§ Task goal
Render the data below as a JSON list of strings, one string per line, omitting any blank lines.

§ Record excerpts
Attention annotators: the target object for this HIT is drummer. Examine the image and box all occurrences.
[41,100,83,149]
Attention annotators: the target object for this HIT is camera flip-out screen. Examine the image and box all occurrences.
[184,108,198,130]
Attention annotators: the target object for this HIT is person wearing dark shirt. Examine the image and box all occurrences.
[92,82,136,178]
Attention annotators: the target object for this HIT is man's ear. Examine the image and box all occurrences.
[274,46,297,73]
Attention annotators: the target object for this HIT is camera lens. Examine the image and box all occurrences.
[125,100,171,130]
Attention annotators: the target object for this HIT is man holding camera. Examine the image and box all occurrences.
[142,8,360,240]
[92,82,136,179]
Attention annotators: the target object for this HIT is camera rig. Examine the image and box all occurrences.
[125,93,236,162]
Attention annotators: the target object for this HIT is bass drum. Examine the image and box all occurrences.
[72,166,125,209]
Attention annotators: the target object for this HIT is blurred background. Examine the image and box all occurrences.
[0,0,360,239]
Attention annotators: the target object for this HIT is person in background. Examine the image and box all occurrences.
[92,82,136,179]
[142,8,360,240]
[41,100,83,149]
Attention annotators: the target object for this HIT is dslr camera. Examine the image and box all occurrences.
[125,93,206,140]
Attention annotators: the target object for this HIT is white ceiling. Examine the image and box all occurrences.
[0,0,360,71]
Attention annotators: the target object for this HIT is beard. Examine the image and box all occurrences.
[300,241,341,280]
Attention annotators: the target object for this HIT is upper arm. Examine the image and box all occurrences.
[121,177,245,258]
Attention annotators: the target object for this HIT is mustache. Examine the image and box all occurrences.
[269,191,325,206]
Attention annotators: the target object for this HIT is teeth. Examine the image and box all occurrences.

§ Response to the task
[
  "Attention annotators: the target object for this HIT is drummer. Examine the image and box all occurrences.",
  "[41,100,83,149]",
  "Attention annotators: the target object for this HIT is camera flip-out screen. Examine the image and box all occurrences.",
  "[184,108,198,130]",
  "Attention annotators: the target object for this HIT is person wearing dark shirt. Examine the image and box all occurrences.",
  "[92,82,136,178]",
  "Attention annotators: the target object for this HIT is man's ear. Examine the image and box all occurrences.",
  "[274,46,297,73]",
  "Attention annotators: the target object for this HIT is camera lens. Examine the image and box all occurrences.",
  "[125,100,171,130]",
  "Attention annotators: the target object for this HIT is man holding camera. Examine the image and box all occurrences.",
  "[142,8,360,240]",
  "[92,82,136,179]",
  "Attention annotators: the target object for this HIT is camera rig. Examine the image and box all occurrences.",
  "[125,93,236,162]",
  "Attention annotators: the target object for this HIT is bass drum. Examine the image and box all occurrences.",
  "[72,166,125,209]",
  "Attention annotators: the target object for this HIT is blurred background. Examine the image and box all occurrences.",
  "[0,0,360,239]",
  "Attention annotators: the target object for this HIT is person in background. Examine the image and box all occurrences.",
  "[92,82,136,179]",
  "[142,8,360,240]",
  "[41,100,83,149]",
  "Attention annotators: the target object for this HIT is dslr camera. Examine the image and box all occurrences.",
  "[125,93,206,140]",
  "Attention annotators: the target object for this HIT is white ceiling. Examine the image and box all occurrences.",
  "[0,0,360,71]",
  "Attention annotators: the target object for this HIT is beard. Examine the image and box all occurrences.",
  "[300,241,341,280]",
  "Attention annotators: the target object for this HIT is upper arm. Examine the image and box all occurrences.",
  "[121,177,245,258]",
  "Attention annotators: the target object for this HIT is mustache. Examine the image and box all occurrences.",
  "[269,191,325,206]",
  "Attention annotators: the target object for this HIT is teeth. Examine the image and box all occurrences."
]